What you have to do:
Your output should consist of every record, copied exactly.

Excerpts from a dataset
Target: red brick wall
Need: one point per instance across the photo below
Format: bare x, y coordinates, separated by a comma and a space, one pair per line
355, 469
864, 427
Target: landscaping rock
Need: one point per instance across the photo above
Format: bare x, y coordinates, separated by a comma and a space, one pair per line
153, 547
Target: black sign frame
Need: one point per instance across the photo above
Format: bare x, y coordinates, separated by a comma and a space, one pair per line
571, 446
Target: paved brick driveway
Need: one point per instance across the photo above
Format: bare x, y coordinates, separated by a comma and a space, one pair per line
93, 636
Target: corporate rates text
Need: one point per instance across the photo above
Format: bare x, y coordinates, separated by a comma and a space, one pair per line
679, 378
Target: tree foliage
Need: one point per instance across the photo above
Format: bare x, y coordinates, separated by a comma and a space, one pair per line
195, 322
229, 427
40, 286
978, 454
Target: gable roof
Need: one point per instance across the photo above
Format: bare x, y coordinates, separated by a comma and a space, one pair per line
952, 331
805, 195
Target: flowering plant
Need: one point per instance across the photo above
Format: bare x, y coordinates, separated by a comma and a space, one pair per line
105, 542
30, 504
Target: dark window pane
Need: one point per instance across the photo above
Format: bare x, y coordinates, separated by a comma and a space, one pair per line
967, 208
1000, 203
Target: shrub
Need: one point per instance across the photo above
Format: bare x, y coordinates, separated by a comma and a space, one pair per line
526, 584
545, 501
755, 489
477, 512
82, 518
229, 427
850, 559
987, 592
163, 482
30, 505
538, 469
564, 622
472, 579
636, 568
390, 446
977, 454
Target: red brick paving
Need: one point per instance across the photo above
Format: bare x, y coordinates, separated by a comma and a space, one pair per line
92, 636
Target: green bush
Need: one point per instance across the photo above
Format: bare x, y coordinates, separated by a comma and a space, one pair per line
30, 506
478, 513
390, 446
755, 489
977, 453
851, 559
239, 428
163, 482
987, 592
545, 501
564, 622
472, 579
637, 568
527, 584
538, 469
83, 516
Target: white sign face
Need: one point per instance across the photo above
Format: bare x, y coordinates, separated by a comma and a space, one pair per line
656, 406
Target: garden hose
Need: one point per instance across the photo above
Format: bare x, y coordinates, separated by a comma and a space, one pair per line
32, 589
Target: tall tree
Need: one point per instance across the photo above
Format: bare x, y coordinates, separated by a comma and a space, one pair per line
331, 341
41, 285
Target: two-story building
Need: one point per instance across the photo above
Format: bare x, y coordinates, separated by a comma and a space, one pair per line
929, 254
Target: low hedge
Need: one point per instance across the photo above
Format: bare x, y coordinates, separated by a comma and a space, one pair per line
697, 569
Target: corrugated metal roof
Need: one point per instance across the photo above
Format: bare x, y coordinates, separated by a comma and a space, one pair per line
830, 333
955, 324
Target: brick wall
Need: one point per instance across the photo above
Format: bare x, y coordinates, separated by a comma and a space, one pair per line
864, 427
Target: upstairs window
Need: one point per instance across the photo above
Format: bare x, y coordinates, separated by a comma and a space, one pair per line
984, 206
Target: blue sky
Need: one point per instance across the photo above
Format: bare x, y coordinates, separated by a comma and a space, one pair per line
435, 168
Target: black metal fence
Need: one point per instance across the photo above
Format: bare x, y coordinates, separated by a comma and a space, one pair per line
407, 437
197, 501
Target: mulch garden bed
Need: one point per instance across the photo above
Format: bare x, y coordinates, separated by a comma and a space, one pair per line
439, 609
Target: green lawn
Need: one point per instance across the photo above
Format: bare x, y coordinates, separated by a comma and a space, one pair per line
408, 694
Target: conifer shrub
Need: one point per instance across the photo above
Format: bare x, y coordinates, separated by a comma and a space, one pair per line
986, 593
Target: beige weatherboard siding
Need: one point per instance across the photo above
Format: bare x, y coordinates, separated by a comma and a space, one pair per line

Problem solution:
Target: red brick wall
Need: one point per instance across the photo below
Format: bare x, y coordinates, separated by a comma and a space, one pair per line
355, 469
864, 427
Target: landscaping rock
Need: one point per instance across the photo above
Format: bare x, y coordinates, separated by a comma and a space, one pair per line
153, 547
Target: black sign frame
Need: one point per instance across the photo above
Format: bare x, y coordinates, separated by a comma and a space, one pair per line
571, 446
Target: paved brick driveway
Need: one point per instance across the photo above
Format: bare x, y coordinates, separated by a comma and a space, one pair per line
93, 636
Target: corporate rates text
Need: one point per instance across the photo above
Format: bare x, y coordinates, separated by a comma and a space, one pair per line
679, 378
Target: tree foliage
Need: one point per instance across the photo above
Format: bare x, y coordinates, separated by a comma and a space, one pair per line
195, 322
229, 427
40, 286
978, 454
Target: gable roof
Need: one point per instance across the photo above
Format: bare x, y coordinates, separated by a comma and a space, one pair per line
952, 331
805, 195
Target: flowering plant
Need: one point per instance across the photo above
Format: bare x, y coordinates, separated by a comma and a space, one pair per line
105, 542
30, 504
Target: dark window pane
Need: one point per instance across the photo above
Format: bare x, y coordinates, separated by a comma and a space, one pair per line
967, 208
1000, 203
Target: shrub
Need: one point per instance across the photo above
Format: bare x, y coordinates, separated by a comma and a space, one pair per line
526, 584
545, 501
755, 489
477, 512
82, 518
229, 427
850, 559
987, 592
163, 482
30, 505
538, 469
564, 622
472, 579
636, 568
390, 446
977, 454
Target: red brick paving
Need: one point per instance across the photo above
Format: bare x, y coordinates, separated by a comma and a space, one pair per line
92, 636
Target: green bush
Need: one point per instance across the photo above
Format: bare x, y coordinates, separated by a comma and a space, one pair per line
30, 506
478, 513
390, 446
755, 489
977, 453
851, 559
239, 428
163, 482
987, 592
545, 501
564, 622
472, 579
637, 568
527, 584
538, 469
83, 516
Target: white sign face
Need: one point per instance across the photo above
Format: bare x, y coordinates, separated by a comma and a space, one pair per line
656, 406
Target: garden hose
Need: one point per instance across the photo above
Format: bare x, y coordinates, separated by a comma and a space, one pair per line
32, 589
Target: tall tree
Need: one point per instance across the photo above
Format: bare x, y coordinates, separated by a comma and a space, one pair per line
331, 341
41, 285
Target: two-story building
Need: one point per instance across the photo above
Format: bare x, y coordinates, separated by a comma and a space, one pair per line
929, 254
Target: low hedge
Need: one point per instance across the photo above
Format: bare x, y coordinates, separated by a comma and a space, one pair per line
697, 569
Target: corrugated metal roof
Need: one point per instance across the photo above
Format: bare x, y coordinates, separated by a comma and a space, one pair per line
830, 333
955, 324
Target: brick wall
Need: one point per instance across the photo above
Format: bare x, y coordinates, separated by a comma and a space, one pair per line
864, 427
Target: upstairs window
Need: one point per instance across the photo above
Format: bare x, y coordinates, separated by a comma and a space, one pair per line
984, 206
Target: blue sky
Need: one point per instance across the photo above
Format: bare x, y coordinates, separated by a comma and a space, one pair per line
435, 168
Target: black metal fence
Need: one point per instance across the photo above
Format: bare x, y coordinates, separated by a comma and a space, one pair per line
407, 437
197, 501
Target: mulch garden bed
Need: one point per instance across the photo above
Format: bare x, y coordinates, separated by a comma and a space, one pair per line
439, 609
Target: green lawn
Need: one point per instance across the photo above
Format: bare x, y coordinates, separated by a comma and a space, one pair per line
408, 694
Target: conifer shrub
Need: one point per instance across the photo above
Format: bare x, y coordinates, separated by a comma and a space, one pair per line
986, 593
Target: beige weatherboard siding
Need: one point per instance across the photo above
Format: bare x, y coordinates, separated by a comma and a space, one pair per line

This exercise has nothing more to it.